--- EXTRACT Enclosed Below ---
In an about face from a previous emphasis on the city of Chicago’s strong credit rating under Mayor Richard M. Daley, the city’s chief financial officer is downplaying a decision Thursday by Fitch Ratings agency to lower the city’s bond rating from AA+ to AA.
In a written statement, Gene Saffold said city officials expected the move and “don’t believe it will have a significant impact on our long-term borrowing costs.”
Saffold and other city officials have previously emphasized the importance of maintaining strong credit because it can lower the costs of issuing bonds to fund city expenses.
In his written statement, Saffold noted that Chicago isn’t alone in suffering through difficult economic times. He pointed out that Los Angeles also has a AA- bond rating and that New York City’s is AA. But the outlook for those cities is rated as “stable” while Chicago’s is “negative.”
Saffold also defended the city against Fitch’s criticism of the city’s practice of using reserve funds to cover operating expenses during the last several years. “Utilizing one-time resources like reserves (as Fitch mentions in their report) is not something Mayor Daley wanted to do, but he was forced to choose that option in order to combat the catastrophic effects of the national recession on our City budget and Chicago residents,” Saffold said.
“The City had already taken significant steps to reduce spending, and the remaining alternatives were far worse–substantially raising taxes, drastically cutting services, or both. Mayor Daley couldn’t responsibly take either of those steps when people are suffering.”
--- End of Enclosed EXTRACT ---
▶ [WORK INSTRUCTION]: Copy the passage of the Chicago bond rating article from "In a written" to "fund city expenses." word for word.
--- INPUT DATA Enclosed Below ---
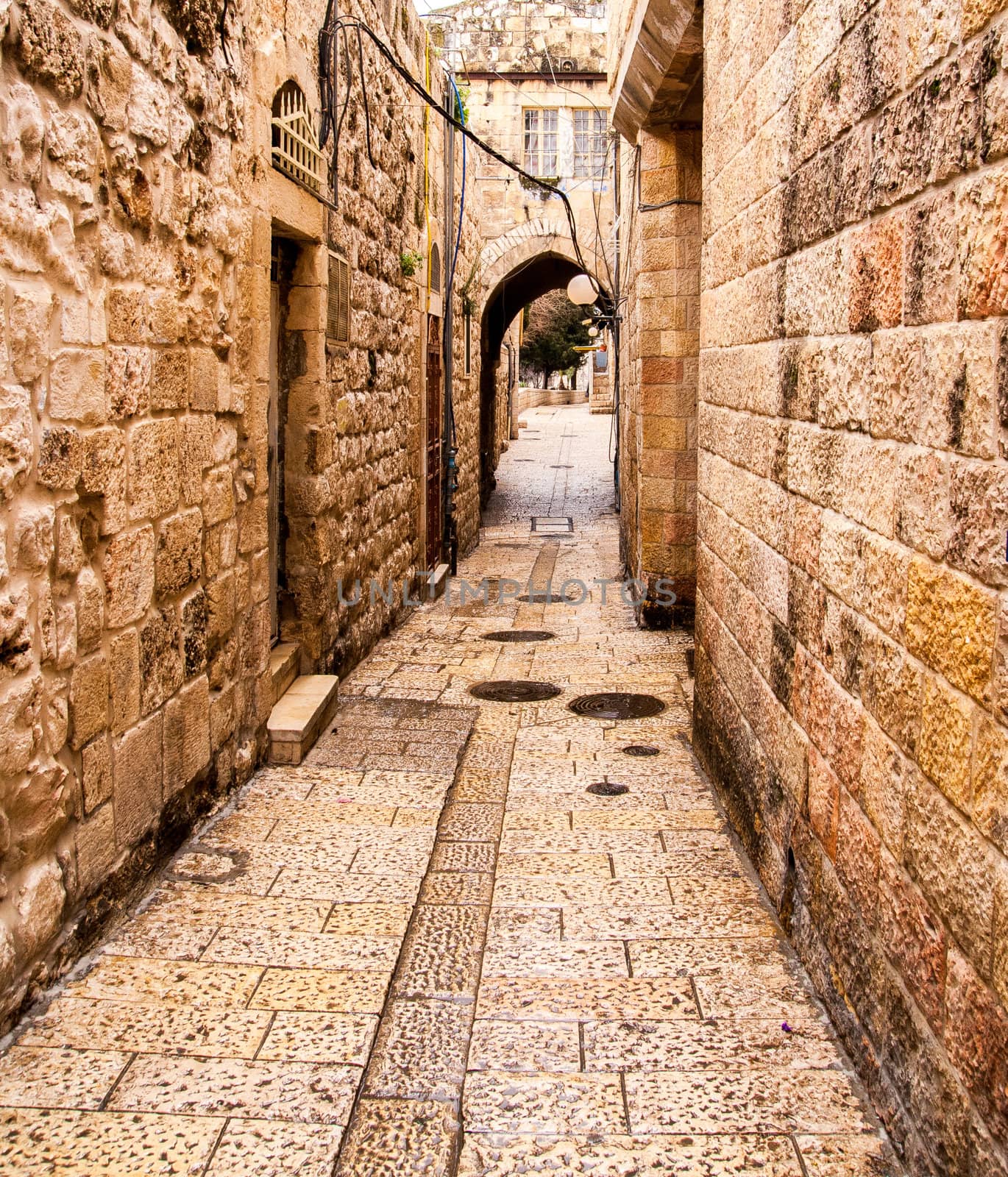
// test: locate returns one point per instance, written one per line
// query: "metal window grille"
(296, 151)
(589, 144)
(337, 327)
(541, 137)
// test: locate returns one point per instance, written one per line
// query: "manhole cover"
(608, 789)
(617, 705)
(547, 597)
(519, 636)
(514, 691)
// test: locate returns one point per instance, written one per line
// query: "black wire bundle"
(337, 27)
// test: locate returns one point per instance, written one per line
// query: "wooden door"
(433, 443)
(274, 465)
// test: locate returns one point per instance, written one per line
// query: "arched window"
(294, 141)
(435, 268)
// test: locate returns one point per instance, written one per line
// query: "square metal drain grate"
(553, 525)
--- End of Enclosed INPUT DATA ---
▶ [TASK RESPONSE]:
In a written statement, Gene Saffold said city officials expected the move and “don’t believe it will have a significant impact on our long-term borrowing costs.”
Saffold and other city officials have previously emphasized the importance of maintaining strong credit because it can lower the costs of issuing bonds to fund city expenses.